[START]

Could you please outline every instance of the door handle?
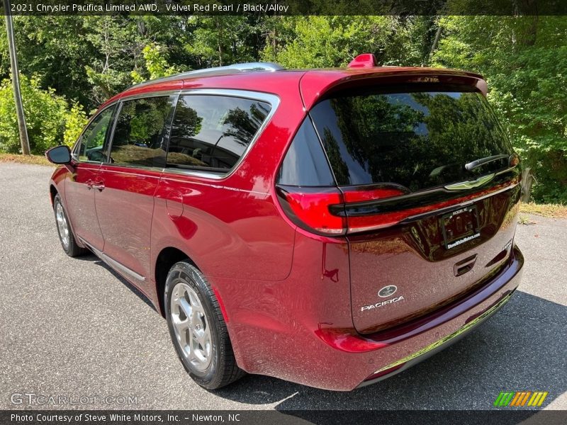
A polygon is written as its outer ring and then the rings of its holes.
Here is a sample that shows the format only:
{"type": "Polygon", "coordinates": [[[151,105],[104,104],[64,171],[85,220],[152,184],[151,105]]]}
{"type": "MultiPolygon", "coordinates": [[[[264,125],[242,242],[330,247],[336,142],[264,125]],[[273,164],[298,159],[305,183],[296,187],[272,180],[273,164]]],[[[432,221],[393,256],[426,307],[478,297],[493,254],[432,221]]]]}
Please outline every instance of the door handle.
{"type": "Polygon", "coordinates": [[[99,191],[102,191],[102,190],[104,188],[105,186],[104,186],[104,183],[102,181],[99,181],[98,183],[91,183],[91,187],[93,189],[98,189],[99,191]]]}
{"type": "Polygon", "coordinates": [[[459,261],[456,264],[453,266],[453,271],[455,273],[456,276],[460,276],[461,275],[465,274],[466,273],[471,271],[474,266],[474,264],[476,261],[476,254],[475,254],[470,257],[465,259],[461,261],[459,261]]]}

[END]
[START]

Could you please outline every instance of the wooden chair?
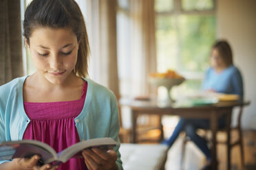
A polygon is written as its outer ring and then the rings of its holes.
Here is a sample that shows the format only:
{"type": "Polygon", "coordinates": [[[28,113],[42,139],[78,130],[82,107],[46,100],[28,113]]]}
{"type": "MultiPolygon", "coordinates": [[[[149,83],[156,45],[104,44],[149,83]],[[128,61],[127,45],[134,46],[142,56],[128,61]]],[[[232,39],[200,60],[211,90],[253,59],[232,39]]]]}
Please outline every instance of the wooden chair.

[END]
[START]

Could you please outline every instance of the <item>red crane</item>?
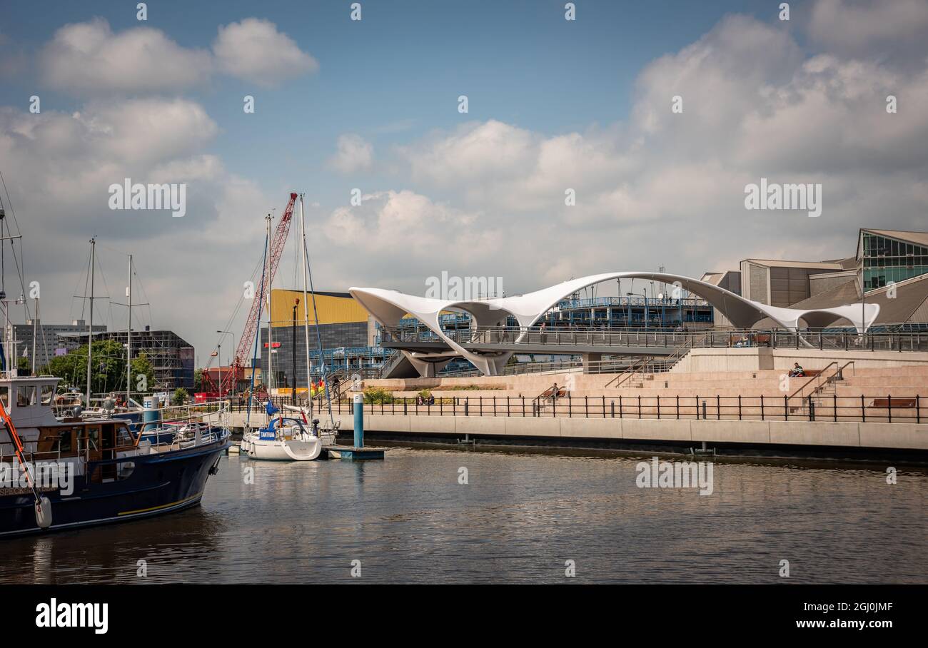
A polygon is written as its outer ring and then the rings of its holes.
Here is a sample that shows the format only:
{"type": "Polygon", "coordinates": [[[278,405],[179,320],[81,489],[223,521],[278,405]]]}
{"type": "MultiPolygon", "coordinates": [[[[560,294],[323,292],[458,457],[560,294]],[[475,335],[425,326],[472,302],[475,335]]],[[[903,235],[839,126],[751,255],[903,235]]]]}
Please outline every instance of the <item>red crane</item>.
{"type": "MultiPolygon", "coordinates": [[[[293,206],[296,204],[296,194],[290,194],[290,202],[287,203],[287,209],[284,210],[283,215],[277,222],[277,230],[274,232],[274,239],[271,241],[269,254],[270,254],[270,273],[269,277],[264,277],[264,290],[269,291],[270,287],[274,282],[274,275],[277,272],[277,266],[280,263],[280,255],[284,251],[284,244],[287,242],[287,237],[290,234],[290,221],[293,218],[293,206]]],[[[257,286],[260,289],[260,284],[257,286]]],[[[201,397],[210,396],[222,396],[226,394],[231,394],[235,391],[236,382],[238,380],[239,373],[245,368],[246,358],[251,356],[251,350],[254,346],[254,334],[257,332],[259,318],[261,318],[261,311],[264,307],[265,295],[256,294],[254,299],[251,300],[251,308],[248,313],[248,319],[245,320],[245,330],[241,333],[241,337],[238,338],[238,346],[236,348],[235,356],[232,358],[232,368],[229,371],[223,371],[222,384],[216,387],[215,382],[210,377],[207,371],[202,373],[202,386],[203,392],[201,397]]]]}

[END]

WHAT THE EXERCISE ASKS ::
Present the records from the line with "Could you please outline every instance of the wooden" up to and including the line with "Please outline every instance of the wooden chair." as a numbered list, dropping any blank lines. Leave any picture out of the list.

COMPLETED EXERCISE ::
1. Could you please outline every instance of the wooden chair?
2. A polygon is written as its outer ring and then the rings of its holes.
3. Here is a sample that shows the format only:
4. {"type": "Polygon", "coordinates": [[[28,113],[42,139],[78,130],[82,107],[46,100],[28,113]]]}
5. {"type": "MultiPolygon", "coordinates": [[[[149,83],[156,45],[104,44],[149,83]],[[128,61],[127,45],[134,46],[142,56],[128,61]]],[[[232,39],[200,60],[211,90],[253,59],[232,39]]]]}
6. Please outline every instance of the wooden chair.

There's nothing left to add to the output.